Так вот: на фоне тикток-интеллектуалов из Columbia Шариков с его «Перепиской» представляется просто интеллектуальным гигантом.

Это — секта. Секта свободных, желающих быть рабами. На вопрос: «Против чего вы протестуете?» — эти великие борцы за свободу отвечают: «Я не уполномочен на это отвечать, поговорите с тем, кто за это отвечает».

Студенты, родившиеся с золотой ложкой во рту, студенты, заплатившие десятки тысяч долларов за обучение в кредит (как правило, абсолютно не нужной специальности), громко повторяют хоровые кричалки. На вопрос о том, что случилось 7 октября, эти столпы нравственности и интеллекта всерьез отвечают, что, во-первых, 7 октября никто никого не убивал, это все фейк, и об этом написала «Нью-Йорк Таймс», а во-вторых, поселенцы «это заслужили».

Что требуется
Напечатайте текст о студенческих протестах целиком, без единого изменения. Листинг получен из другого источника.

Исходные данные
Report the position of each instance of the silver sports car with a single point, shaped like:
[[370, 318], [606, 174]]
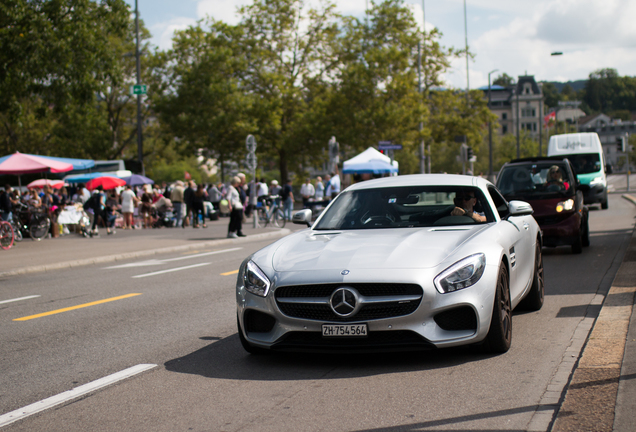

Готовый ответ
Так вот: на фоне тикток-интеллектуалов из Columbia Шариков с его «Перепиской» представляется просто интеллектуальным гигантом.

Это — секта. Секта свободных, желающих быть рабами. На вопрос: «Против чего вы протестуете?» — эти великие борцы за свободу отвечают: «Я не уполномочен на это отвечать, поговорите с тем, кто за это отвечает».

Студенты, родившиеся с золотой ложкой во рту, студенты, заплатившие десятки тысяч долларов за обучение в кредит (как правило, абсолютно не нужной специальности), громко повторяют хоровые кричалки. На вопрос о том, что случилось 7 октября, эти столпы нравственности и интеллекта всерьез отвечают, что, во-первых, 7 октября никто никого не убивал, это все фейк, и об этом написала «Нью-Йорк Таймс», а во-вторых, поселенцы «это заслужили».